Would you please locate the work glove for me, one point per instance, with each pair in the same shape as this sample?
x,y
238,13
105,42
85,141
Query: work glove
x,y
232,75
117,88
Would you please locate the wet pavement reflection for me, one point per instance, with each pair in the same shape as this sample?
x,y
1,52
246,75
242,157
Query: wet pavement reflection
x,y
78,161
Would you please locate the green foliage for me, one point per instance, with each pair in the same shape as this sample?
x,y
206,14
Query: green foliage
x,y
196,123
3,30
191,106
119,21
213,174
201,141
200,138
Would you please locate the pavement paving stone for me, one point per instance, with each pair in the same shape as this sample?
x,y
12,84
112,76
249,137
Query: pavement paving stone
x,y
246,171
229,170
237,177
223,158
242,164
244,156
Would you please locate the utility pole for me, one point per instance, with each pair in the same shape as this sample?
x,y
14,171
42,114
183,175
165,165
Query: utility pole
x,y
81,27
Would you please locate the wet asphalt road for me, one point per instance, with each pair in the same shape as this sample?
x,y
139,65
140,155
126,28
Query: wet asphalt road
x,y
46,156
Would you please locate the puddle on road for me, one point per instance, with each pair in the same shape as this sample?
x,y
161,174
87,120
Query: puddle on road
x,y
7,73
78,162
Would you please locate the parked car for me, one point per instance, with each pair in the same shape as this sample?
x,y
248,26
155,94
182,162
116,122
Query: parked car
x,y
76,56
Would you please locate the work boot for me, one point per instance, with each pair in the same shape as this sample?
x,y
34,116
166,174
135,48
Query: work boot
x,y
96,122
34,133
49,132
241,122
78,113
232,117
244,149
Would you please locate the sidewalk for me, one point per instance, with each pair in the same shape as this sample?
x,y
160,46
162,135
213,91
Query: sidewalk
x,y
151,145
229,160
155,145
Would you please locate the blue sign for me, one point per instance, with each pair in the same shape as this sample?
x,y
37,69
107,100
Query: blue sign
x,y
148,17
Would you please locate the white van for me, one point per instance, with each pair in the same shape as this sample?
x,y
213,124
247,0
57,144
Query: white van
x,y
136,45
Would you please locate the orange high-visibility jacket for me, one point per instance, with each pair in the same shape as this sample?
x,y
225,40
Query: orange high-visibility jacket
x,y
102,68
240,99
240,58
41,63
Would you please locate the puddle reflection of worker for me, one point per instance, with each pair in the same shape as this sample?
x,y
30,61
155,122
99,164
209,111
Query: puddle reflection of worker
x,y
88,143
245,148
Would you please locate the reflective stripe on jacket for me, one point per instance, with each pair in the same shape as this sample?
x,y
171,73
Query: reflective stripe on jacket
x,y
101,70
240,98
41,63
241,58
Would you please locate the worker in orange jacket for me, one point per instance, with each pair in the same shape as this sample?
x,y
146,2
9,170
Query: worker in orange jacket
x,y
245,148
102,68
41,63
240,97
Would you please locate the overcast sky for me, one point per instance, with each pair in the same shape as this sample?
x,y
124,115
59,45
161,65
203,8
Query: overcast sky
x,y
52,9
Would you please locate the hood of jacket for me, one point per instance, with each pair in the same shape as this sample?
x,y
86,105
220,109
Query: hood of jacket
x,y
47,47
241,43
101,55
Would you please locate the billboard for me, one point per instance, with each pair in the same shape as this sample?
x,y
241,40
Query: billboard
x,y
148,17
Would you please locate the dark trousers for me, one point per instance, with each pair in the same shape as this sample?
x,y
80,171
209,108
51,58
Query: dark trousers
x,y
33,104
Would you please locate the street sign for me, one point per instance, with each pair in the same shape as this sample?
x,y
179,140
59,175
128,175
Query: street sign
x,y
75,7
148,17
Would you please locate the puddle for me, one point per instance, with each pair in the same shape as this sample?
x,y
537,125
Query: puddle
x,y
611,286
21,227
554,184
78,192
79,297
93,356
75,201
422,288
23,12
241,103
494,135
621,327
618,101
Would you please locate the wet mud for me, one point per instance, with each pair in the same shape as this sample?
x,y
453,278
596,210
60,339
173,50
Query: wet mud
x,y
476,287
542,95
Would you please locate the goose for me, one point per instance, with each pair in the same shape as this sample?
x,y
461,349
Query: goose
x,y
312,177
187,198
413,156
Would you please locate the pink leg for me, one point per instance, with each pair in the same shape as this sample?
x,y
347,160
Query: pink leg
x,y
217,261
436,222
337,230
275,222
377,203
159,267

------

*TO DO*:
The records above are to be transcribed exactly and completely.

*RESPONSE TO THIS EXERCISE*:
Would you please locate the work glove for me, one point per instance, with each pair in the same shape as this sample?
x,y
238,13
105,42
85,141
Query: work glove
x,y
232,75
117,88
Would you please locate the wet pavement reflection for me, one point per instance, with each pair in the same shape as this sample?
x,y
1,52
246,75
242,157
Query: wet pavement reflection
x,y
78,161
Would you please locate the green foliage for me, one point per instance, with each pair in the same shape as this sample?
x,y
206,14
Query: green foliage
x,y
196,123
3,30
191,106
119,21
213,174
201,141
200,138
Would you please locate the pavement paving stone for me, one point per instance, with each pair in the same shape as this sample?
x,y
12,84
112,76
249,137
Query: pavement paving stone
x,y
246,171
229,170
237,177
223,158
242,164
244,156
Would you please locate the utility pole for me, one point per instance, with each pair in the same shape as this sample?
x,y
14,171
42,114
183,175
165,165
Query: utility pole
x,y
81,27
Would you please locate the wet asphalt road for me, one point per instance, with each pair in the same shape as this sample?
x,y
139,65
140,155
126,28
Query: wet asphalt road
x,y
46,156
Would you please locate the puddle on road for me, one point per instance, with each pair in the same shape as this sample?
x,y
161,174
87,120
Query: puddle on road
x,y
7,73
78,162
Would you please locate the parked car for me, one point per instance, with each pair in the same shape as this sample?
x,y
248,26
155,94
182,162
116,122
Query: parked car
x,y
76,56
Would you please locate the work boot for me, one point per instance, with each pair in the same shape as this sample?
x,y
34,116
166,174
135,48
Query: work boot
x,y
96,122
34,133
49,132
241,122
78,113
232,117
244,149
Would you please locate the sidewalk for me, one point per instance, with each pair in the same shape as this sample?
x,y
160,46
162,135
213,91
Query: sidewalk
x,y
151,145
229,160
155,145
Would you please locate the blue sign for me, one point per instance, with each pair in the same shape as this sample?
x,y
37,69
107,100
Query: blue sign
x,y
148,17
Would you please locate the white van for me, one point per instance, with each pair in the same shape as this sample?
x,y
213,124
247,0
57,144
Query: white van
x,y
136,45
Would you please locate the orange high-visibility jacket for me, one point per instance, with each pair in the same shape as this sample?
x,y
225,40
Query: orange high-visibility jacket
x,y
102,68
240,99
240,58
41,63
Would you please locate the puddle reflection of worker for me, one point per instance, with each pair in the same shape as this sample?
x,y
30,61
155,122
99,164
209,111
Query: puddle reflection of worker
x,y
88,143
245,148
Would you please locate the reflective stripe on jacket for me, one point per instance, with each pair in the same shape as this sample?
x,y
171,73
Query: reflective stripe on jacket
x,y
101,70
240,98
41,63
241,58
Would you please locate the worker in orange jacket for me, one point per instance, with each pair in the same shape as this sample?
x,y
146,2
9,170
Query: worker in orange jacket
x,y
245,148
102,68
41,63
240,97
Would you please locate the overcast sky for me, one point per instance, with each pair in the same shape as this sample?
x,y
124,115
59,45
161,65
203,8
Query: overcast sky
x,y
52,9
Would you please locate the hood of jacket for me, one point per instance, with each pair in the same shape as this sample?
x,y
86,105
220,109
Query: hood of jacket
x,y
47,47
241,43
101,55
Would you please locate the billboard for me, one point per instance, with each pair in the same shape as this sample?
x,y
241,40
Query: billboard
x,y
148,17
Would you please locate the dark trousers for me, one point per instance, with each pair in the same shape as this sample?
x,y
80,171
209,108
51,58
Query: dark trousers
x,y
33,104
Would you please locate the street sign for me, one point per instance, with each pair in the same shape as this sample?
x,y
179,140
59,175
128,175
Query: street sign
x,y
75,7
148,17
Would you please locate the puddle for me, one point per instance, with each pair in the same shape as this sample?
x,y
537,125
Query: puddle
x,y
611,286
21,227
554,184
78,192
79,297
93,356
75,201
422,288
23,12
241,103
494,135
621,327
618,101
Would you please locate the wet mud for me, one point per instance, with each pair in the same shape as this sample?
x,y
453,278
596,210
60,339
173,50
Query: wet mud
x,y
476,287
542,95
Would you please locate the goose for me, one point per instance, with each pair in the same shape as this sample?
x,y
461,349
Query: goose
x,y
312,177
187,198
413,156
Would you please locate the pink leg for me, one point per instance, with each pair in the same shape as this sample?
x,y
347,160
Query: pink leg
x,y
217,261
436,222
337,230
275,222
377,203
159,267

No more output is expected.